* _TASK REQUIREMENTS_
[1] In the Pentium 4 forum thread, which socket must the poster's 64-bit-capable processor fit?
[2] Repeat the part of the Pentium 4 forum thread from "OK I decided" to "64 bit O/S?".

* _SOURCE PASSAGE_
╔══
# Intel Pentium 4 3Ghz 1mb cache vs Intel Pentium 4 3.2ghz 512kb cache



## thefallen (Jan 5, 2010)

Hello,
I was upgrading an old computer I had so I could do some gaming on it, but I can't decide which processor to take, as i don't know which would be better. As you can see, one has a bigger cache but less hertz, and the other has 200 more hertz but only 512kb of cache. Can anyone tell me which processor would be better for gaming and what are their pros and cons? Thanks in advance!


----------



## JohnWill (Oct 19, 2002)

I'd probably lean to the larger cache, the difference of a few percent of processor power probably isn't as significant.


----------



## thefallen (Jan 5, 2010)

OK I decided to get the Pentium 4 3.2ghz 1MB cache, but I don't know whether to get the Pentium 4 3.2E Ghz (Prescott) 1mb cache, or the Pentium 4 Extreme Edition 840 L3 2mb cache. The Extreme is more expensive of course, but I just want a Pentium 4 processor that supports 64-bit Operating Systems in the socket 478, and I'm not sure which of these do. Can you help me out?


----------



## JohnWill (Oct 19, 2002)

Have you checked the exact model number of these two processors to make sure they'll support a 64 bit O/S?


----------
╚══
* _DATA EXTRACT_
╔══
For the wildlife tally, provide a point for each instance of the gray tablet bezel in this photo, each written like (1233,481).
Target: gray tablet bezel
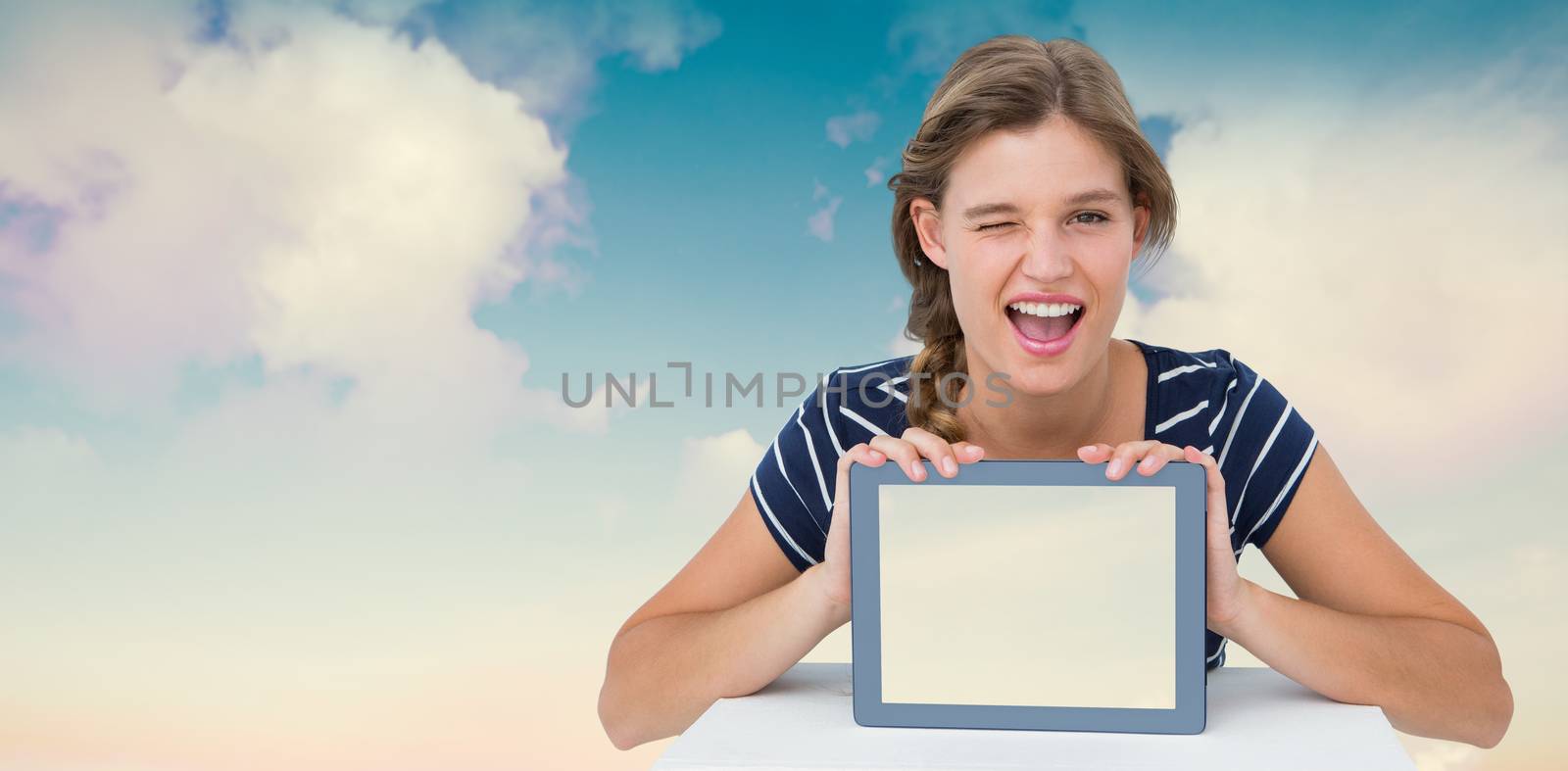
(1191,712)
╚══
* _ANSWERS GIVEN_
[1] Socket 478

[2]
OK I decided to get the Pentium 4 3.2ghz 1MB cache, but I don't know whether to get the Pentium 4 3.2E Ghz (Prescott) 1mb cache, or the Pentium 4 Extreme Edition 840 L3 2mb cache. The Extreme is more expensive of course, but I just want a Pentium 4 processor that supports 64-bit Operating Systems in the socket 478, and I'm not sure which of these do. Can you help me out?


----------



## JohnWill (Oct 19, 2002)

Have you checked the exact model number of these two processors to make sure they'll support a 64 bit O/S?